▶ _TEXT ZUM LESEN_:

################

Lass das Polyesterharz beim Handel und nehme Epoxydharz.

Das Lamnierharz sollte aus gutem Grund Lösemittelfrei sein!!!
Weniger Gestank und beim Entweichen der Lösungsmittel könnten sich Poren bilden...

Du kannst bei entsprechenden Temp. alles an einem Tag schaffen...nicht zuviel Epox anrühren- je nach Temp. wird es schnell fest..
Mit sind schoneinmal 40kg im Eimer beim Rühren fest geworden....hat gequalmt wie Hölle...

Sachte beginnen.. Harz und Härter abwiegen


----------



## mitch (8. Feb. 2016)

Hallo Jens,

kennst du den Thread vom Andreas ==> https://www.hobby-gartenteich.de/xf/posts/506659/
der ist auch so ein alter  GFK Spezi


----------



## supmo1969 (8. Feb. 2016)

################

▶ _ROHDATEN_:
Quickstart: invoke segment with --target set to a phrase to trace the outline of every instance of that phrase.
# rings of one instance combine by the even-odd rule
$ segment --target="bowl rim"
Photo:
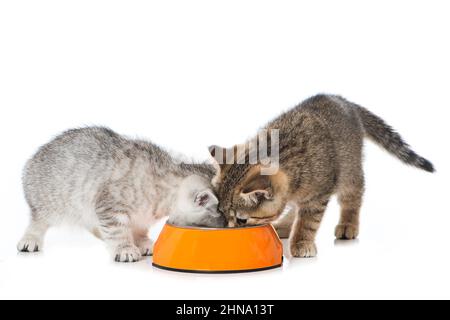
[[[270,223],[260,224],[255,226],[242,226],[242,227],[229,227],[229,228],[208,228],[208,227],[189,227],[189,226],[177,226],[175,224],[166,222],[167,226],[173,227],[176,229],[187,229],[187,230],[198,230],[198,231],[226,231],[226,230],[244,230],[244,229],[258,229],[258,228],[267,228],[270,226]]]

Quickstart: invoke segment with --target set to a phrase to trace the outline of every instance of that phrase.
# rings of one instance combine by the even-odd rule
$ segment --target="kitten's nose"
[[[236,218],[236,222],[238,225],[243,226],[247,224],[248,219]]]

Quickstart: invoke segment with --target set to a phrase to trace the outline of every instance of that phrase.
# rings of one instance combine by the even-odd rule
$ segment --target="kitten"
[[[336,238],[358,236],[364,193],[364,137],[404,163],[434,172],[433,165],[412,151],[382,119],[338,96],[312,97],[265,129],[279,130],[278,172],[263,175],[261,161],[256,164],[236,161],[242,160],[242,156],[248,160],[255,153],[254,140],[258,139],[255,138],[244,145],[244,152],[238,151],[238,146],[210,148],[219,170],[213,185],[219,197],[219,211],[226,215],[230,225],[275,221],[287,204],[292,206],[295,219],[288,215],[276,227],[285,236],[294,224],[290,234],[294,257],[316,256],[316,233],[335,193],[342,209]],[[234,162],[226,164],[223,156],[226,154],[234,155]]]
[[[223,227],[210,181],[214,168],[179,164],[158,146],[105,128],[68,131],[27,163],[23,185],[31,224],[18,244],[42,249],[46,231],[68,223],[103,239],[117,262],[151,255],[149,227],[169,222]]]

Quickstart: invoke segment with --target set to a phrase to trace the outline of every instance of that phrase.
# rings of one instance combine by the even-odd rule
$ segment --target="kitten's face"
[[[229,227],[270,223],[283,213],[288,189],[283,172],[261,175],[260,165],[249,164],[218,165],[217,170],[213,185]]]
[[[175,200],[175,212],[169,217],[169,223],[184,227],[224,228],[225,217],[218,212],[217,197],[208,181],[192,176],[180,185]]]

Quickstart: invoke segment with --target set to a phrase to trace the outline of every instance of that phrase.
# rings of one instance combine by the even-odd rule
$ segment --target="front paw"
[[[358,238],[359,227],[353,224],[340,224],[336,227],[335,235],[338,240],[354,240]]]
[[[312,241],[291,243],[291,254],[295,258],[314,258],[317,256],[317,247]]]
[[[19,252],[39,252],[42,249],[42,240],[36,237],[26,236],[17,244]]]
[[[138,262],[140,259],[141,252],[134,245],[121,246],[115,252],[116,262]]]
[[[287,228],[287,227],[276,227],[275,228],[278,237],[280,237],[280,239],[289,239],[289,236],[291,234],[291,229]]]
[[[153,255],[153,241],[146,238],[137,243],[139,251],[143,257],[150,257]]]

################

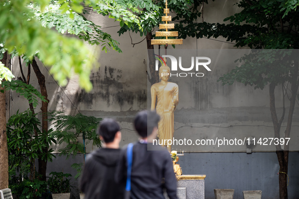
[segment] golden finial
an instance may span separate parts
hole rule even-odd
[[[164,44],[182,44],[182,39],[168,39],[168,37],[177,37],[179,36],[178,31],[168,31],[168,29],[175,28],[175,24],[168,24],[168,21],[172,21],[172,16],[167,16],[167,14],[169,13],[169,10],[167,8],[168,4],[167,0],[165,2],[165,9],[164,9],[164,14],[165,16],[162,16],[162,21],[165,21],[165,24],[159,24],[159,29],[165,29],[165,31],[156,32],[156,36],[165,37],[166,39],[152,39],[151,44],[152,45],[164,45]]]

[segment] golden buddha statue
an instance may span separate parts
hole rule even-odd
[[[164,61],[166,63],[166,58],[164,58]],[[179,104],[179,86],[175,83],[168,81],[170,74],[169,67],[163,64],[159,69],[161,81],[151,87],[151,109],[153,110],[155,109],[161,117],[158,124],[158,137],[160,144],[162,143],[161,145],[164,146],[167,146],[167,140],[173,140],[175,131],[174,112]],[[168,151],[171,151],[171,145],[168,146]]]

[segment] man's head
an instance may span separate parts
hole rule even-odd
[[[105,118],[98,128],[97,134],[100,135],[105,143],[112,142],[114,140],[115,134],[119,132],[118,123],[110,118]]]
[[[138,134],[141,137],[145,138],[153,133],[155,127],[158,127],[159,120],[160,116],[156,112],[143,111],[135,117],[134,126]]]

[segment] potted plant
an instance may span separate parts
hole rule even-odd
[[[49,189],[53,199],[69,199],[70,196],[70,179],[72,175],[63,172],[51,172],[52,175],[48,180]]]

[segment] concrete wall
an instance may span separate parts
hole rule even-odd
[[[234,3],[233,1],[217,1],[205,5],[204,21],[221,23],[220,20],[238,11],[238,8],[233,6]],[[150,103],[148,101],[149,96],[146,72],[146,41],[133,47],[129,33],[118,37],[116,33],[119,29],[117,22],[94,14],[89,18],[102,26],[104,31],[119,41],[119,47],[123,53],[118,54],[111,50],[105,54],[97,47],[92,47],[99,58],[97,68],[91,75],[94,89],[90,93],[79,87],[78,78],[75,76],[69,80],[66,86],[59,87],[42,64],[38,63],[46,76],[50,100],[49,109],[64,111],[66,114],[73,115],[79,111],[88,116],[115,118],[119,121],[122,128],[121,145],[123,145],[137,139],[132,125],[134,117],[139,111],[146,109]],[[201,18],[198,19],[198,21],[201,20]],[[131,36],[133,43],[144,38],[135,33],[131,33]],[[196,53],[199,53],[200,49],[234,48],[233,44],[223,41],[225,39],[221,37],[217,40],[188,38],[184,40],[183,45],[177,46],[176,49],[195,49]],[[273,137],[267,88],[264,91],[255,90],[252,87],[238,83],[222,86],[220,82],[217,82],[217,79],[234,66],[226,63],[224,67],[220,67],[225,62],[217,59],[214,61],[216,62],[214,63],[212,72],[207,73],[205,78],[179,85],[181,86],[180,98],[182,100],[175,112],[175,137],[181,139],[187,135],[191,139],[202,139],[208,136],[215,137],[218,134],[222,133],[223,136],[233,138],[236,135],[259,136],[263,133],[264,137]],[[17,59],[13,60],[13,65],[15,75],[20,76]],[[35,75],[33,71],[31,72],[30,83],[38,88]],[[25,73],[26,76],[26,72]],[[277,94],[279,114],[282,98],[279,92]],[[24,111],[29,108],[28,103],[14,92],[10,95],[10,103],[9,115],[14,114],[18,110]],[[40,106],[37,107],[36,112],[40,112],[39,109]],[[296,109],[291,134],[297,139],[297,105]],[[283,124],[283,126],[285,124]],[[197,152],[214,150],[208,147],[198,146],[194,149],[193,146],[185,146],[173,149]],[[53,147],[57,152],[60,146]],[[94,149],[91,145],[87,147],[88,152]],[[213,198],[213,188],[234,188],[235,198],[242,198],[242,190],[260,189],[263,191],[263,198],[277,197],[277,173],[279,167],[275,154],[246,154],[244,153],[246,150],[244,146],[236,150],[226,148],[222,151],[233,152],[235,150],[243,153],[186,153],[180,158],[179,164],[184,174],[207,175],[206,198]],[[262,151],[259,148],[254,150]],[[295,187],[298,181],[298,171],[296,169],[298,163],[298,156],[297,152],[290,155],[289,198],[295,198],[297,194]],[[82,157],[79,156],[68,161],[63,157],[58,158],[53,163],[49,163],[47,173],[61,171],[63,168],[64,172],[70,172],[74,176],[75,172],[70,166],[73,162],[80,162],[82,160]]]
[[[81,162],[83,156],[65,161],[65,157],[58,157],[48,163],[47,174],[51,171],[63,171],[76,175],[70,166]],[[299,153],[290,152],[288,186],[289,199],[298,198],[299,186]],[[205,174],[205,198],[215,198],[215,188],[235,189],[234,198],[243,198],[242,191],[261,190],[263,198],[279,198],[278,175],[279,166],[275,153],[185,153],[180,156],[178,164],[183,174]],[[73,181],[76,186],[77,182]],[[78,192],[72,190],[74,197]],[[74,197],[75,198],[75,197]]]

################

▶ _AUFGABEN_:
1. Beantworte anhand des Lesetexts:
(a) Welches Harz wird statt Polyesterharz empfohlen?
(b) Wie viel Kilogramm sind im Eimer beim Rühren fest geworden?
(c) Was soll man zu Beginn abwiegen?
2. Warum soll das Laminierharz laut Lesetext lösemittelfrei sein? Antworte in ein bis drei Sätzen.
3. Aktualisiere den Lesetext von "Lass das Polyesterharz" bis "gequalmt wie Hölle...", indem du "Eimer" durch "Kübel" ersetzt, und gib diesen Abschnitt vollständig wieder.

▶ _LÖSUNGEN_:
1.
(a) Epoxydharz
(b) 40 kg
(c) Harz und Härter

2. Lösemittelfreies Harz verursacht weniger Gestank. Außerdem könnten sich beim Entweichen der Lösungsmittel Poren bilden.

3.
Lass das Polyesterharz beim Handel und nehme Epoxydharz.

Das Lamnierharz sollte aus gutem Grund Lösemittelfrei sein!!!
Weniger Gestank und beim Entweichen der Lösungsmittel könnten sich Poren bilden...

Du kannst bei entsprechenden Temp. alles an einem Tag schaffen...nicht zuviel Epox anrühren- je nach Temp. wird es schnell fest..
Mit sind schoneinmal 40kg im Kübel beim Rühren fest geworden....hat gequalmt wie Hölle...